__TASK STATEMENT__
How would you say this sentence from the Chicago Fire match recap below in Spanish: "Brian continuing to develop into a star is crucial for the Fire's success, and this first game was a step in the right direction for him."

__EXCERPT__
%%

The Fire are officially back, opening up their MLS Campaign last Saturday with an absolute thriller of a match ending in a 2-2 tie. While it may have been considered a bad result for the favorites at home, a point away against a really tough opponent is a positive way to start the season. Fans must also factor in that so much of Chicago’s roster still needs time to gel into the team and the league’s style of play in general, so definitely wasn’t a bad result to come out with a well earned point.

It wasn’t all great though, we still saw some flashes of the “Good Old Fire”, most importantly continuing the trend of getting scored on late in the game to give up three points. As a Fire fan, you could look at the game as either two points dropped, or one point gained, so let’s dive into the good and bad so you can decide for yourself if the tie was really a good result, or rather a missed opportunity.

The Good: 

Brian Gutierrez Shines – Brian was undoubtedly the MVP for the Fire, smashing in an absolute rocket of a shot to put the Fire up 1-0, and giving Herbers the assist for the second goal. Brian continuing to develop into a star is crucial for the Fire’s success, and this first game was a step in the right direction for him.

Allan Arigoni’s Debut – The Swiss fullback looked promising in his MLS debut, and his style of play seems to be a good fit for the MLS. We’ve seen quality players from other leagues come here and fail to adapt well often, but this seems to not be the case for Arigoni, who’s speed was on full display at Subaru Park.

Kellyn Acosta’s Debut – Although we weren’t able to see too much of him, he made an instant impact when he was on the field. The impact went both ways, both defensively and going forward. He completed all but one of his passes (10/11) and showed a good preview of what we can expect to see every game for 90 minutes.

%%

__DATASET CONTENT__
%%

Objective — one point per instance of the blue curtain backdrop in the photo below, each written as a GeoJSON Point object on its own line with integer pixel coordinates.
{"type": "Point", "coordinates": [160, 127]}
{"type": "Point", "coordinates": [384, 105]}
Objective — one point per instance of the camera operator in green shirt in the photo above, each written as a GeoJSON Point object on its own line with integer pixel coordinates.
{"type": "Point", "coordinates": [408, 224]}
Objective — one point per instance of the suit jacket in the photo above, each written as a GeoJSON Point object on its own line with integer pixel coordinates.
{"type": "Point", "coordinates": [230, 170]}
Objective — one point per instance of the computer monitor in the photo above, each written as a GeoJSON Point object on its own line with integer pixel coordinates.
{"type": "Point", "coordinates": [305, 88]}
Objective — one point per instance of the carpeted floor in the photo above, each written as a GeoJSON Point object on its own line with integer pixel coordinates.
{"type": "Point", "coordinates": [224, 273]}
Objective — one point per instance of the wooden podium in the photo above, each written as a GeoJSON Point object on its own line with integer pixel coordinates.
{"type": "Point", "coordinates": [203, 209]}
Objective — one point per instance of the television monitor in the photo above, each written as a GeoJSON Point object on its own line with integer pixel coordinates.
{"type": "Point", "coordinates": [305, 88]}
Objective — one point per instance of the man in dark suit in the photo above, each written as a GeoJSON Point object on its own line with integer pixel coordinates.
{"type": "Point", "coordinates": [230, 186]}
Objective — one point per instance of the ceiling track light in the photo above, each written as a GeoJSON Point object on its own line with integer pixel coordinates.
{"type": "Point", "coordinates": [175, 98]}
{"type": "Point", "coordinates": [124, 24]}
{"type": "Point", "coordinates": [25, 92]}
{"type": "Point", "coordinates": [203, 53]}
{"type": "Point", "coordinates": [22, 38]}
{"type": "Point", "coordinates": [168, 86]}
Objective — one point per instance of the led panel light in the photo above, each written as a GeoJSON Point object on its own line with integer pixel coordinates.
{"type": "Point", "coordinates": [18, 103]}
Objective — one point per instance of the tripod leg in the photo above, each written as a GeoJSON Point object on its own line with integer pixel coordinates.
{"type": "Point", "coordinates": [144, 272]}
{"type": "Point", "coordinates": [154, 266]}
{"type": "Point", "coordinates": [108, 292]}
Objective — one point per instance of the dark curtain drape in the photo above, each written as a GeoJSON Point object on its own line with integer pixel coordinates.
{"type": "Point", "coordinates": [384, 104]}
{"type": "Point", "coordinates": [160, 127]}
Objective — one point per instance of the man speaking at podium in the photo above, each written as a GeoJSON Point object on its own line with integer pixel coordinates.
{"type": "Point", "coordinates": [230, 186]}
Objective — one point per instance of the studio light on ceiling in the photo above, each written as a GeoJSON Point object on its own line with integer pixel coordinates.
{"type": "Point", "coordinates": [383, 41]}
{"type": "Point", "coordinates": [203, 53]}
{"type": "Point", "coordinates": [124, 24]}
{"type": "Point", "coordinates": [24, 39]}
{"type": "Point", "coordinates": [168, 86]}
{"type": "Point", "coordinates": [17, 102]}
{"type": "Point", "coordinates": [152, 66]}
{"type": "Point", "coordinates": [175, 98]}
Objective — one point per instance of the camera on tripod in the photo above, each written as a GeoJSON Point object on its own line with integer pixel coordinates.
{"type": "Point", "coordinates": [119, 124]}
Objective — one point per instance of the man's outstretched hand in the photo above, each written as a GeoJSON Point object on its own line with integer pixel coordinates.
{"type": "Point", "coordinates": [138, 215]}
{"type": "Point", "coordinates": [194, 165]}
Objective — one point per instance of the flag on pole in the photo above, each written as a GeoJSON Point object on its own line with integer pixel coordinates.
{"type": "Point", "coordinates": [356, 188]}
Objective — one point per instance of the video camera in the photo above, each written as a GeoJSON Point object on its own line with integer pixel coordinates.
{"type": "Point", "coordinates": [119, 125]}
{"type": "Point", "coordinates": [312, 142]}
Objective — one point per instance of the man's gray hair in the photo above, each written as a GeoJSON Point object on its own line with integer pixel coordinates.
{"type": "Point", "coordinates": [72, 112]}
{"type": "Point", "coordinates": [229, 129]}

%%

__TASK RESPONSE__
Que Brian siga convirtiéndose en una estrella es crucial para el éxito del Fire, y este primer partido fue un paso en la dirección correcta para él.